Records provided Block Start

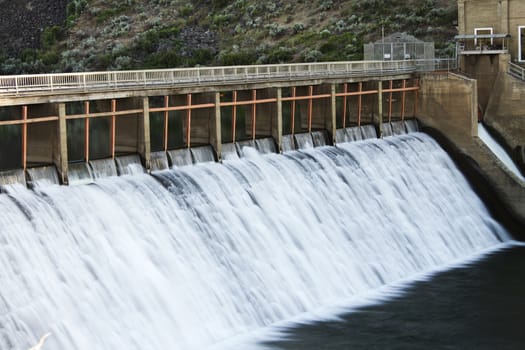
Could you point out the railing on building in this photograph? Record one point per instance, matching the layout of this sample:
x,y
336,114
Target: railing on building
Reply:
x,y
482,44
517,71
17,85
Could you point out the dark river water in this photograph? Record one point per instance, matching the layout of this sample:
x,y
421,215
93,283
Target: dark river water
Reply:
x,y
477,306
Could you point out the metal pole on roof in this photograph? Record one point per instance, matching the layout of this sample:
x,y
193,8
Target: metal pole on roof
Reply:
x,y
383,42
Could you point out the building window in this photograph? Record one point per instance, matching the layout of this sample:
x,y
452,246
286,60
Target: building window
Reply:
x,y
483,42
521,44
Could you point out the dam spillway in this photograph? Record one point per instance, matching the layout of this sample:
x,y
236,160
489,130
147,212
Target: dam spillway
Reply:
x,y
193,256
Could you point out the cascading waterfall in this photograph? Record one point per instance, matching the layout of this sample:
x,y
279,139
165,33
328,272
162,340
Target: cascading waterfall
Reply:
x,y
193,256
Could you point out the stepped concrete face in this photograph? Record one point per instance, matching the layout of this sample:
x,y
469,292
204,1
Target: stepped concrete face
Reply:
x,y
449,110
505,113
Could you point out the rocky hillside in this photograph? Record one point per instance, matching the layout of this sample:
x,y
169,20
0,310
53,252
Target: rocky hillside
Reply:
x,y
129,34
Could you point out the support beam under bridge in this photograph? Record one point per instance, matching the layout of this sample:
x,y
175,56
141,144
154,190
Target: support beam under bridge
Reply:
x,y
81,123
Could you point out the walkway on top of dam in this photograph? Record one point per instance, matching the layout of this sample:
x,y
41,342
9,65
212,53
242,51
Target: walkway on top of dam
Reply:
x,y
16,86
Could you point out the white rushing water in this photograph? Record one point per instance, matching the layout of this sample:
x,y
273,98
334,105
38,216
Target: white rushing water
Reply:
x,y
498,151
194,256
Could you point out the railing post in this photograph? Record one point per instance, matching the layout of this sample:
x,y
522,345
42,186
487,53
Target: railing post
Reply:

Records provided Block End

In the records above, find each line with the word "face" and copy it out.

Could you point out the stepped concrete face in this photograph? Record one point per instance, matching the layout of this sample:
Target: stepped concrete face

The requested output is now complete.